* [Brano proposto]:
◇ ◇ ◇ ◇

Alexis Tsipras (foto LaPresse)

I debitori greci all'assalto, ma anche i creditori si muovono

Domenico Lombardi

I primi giorni dall’insediamento del governo Tsipras hanno seguito il copione, come nelle attese. Critiche dalla Grecia alla Troika e all’impianto del programma di aggiustamento imposto. Chiedono una strategia di più ampio respiro, in termini di politiche di crescita e di coesione sociale, ma anche dei tempi necessari per metterla in atto - di Domenico Lombardi

I primi giorni dall’insediamento del governo Tsipras hanno seguito il copione, come nelle attese. Il neoprimo ministro, Alex Tsipras, e il suo ministro delle Finanze, Yanis Varoufakis, hanno denunciato la Troika, criticato l’impianto del programma di aggiustamento imposto e affermato il bisogno di una strategia di più ampio respiro, in termini di politiche di crescita e di coesione sociale, ma anche dei tempi necessari per metterla in atto. Da Berlino come da Bruxelles è arrivato invece un messaggio di fermezza che Atene deve rispettare gli accordi presi. Per capire cosa accadrà nei prossimi mesi, cerchiamo di mettere a fuoco gli attori, le loro strategie e i rispettivi vincoli con cui, ancora una volta, si siederanno al tavolo dei negoziati.

 

Gli attori, prima, a cominciare dal neoministro delle Finanze. Accademico con una buona esperienza internazionale maturata nel Regno Unito, in Australia e negli Stati Uniti, Varoufakis non è un sostenitore di Tsipras della prima ora. Rispetto all’inner circle di consiglieri provenienti dalla base di Syriza, il neoministro condivide l’aspra critica verso il programma di aggiustamento imposto dalla Troika ma se ne differenzia nettamente quando ritiene che il futuro dell’economia ellenica sia nell’Eurozona, non al di fuori di essa.

◇ ◇ ◇ ◇

* [Cosa farai]:
Rispondi a queste domande sul brano dedicato al governo Tsipras.
(a) Chi firma l'articolo?
(b) Da quali due città è arrivato un messaggio di fermezza verso Atene?
(c) In quali paesi Varoufakis ha maturato la sua esperienza internazionale?
Le voci riportate qui sotto provengono da un'altra fonte.

* [Dati grezzi]:
◇ ◇ ◇ ◇

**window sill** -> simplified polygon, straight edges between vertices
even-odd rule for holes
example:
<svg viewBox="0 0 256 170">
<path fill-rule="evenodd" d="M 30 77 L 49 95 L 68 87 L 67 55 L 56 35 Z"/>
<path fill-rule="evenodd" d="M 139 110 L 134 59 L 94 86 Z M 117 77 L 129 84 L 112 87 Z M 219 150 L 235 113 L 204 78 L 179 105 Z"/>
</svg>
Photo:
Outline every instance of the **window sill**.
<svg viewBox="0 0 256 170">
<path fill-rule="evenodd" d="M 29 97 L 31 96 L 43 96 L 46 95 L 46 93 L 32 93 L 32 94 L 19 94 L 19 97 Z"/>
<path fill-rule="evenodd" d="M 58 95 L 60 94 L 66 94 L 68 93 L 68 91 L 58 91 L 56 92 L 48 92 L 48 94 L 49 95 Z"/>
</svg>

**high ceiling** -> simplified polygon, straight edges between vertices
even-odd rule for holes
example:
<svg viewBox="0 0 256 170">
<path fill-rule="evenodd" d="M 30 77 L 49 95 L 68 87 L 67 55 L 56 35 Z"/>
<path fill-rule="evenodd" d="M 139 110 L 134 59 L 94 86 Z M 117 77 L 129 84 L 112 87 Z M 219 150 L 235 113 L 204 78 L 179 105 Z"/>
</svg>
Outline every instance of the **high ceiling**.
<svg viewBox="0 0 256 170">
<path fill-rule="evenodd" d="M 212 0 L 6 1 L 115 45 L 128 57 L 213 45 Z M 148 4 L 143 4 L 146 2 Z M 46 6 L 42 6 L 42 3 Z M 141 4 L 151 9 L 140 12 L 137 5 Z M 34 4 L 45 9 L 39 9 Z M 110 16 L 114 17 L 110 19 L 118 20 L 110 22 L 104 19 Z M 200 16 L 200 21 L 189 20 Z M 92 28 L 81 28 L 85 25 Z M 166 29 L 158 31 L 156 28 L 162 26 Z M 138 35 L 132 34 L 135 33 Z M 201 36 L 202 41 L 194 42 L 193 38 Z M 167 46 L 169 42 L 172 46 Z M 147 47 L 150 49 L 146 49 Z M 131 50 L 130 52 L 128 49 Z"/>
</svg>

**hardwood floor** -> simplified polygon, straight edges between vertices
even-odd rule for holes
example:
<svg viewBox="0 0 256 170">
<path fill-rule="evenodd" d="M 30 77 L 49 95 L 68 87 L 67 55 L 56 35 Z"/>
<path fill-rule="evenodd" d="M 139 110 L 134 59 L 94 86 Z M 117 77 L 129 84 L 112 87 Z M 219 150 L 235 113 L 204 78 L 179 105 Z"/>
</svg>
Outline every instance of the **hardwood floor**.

◇ ◇ ◇ ◇

* [Soluzione dell'esercizio]:
(a) Domenico Lombardi.
(b) Da Berlino e da Bruxelles.
(c) Nel Regno Unito, in Australia e negli Stati Uniti.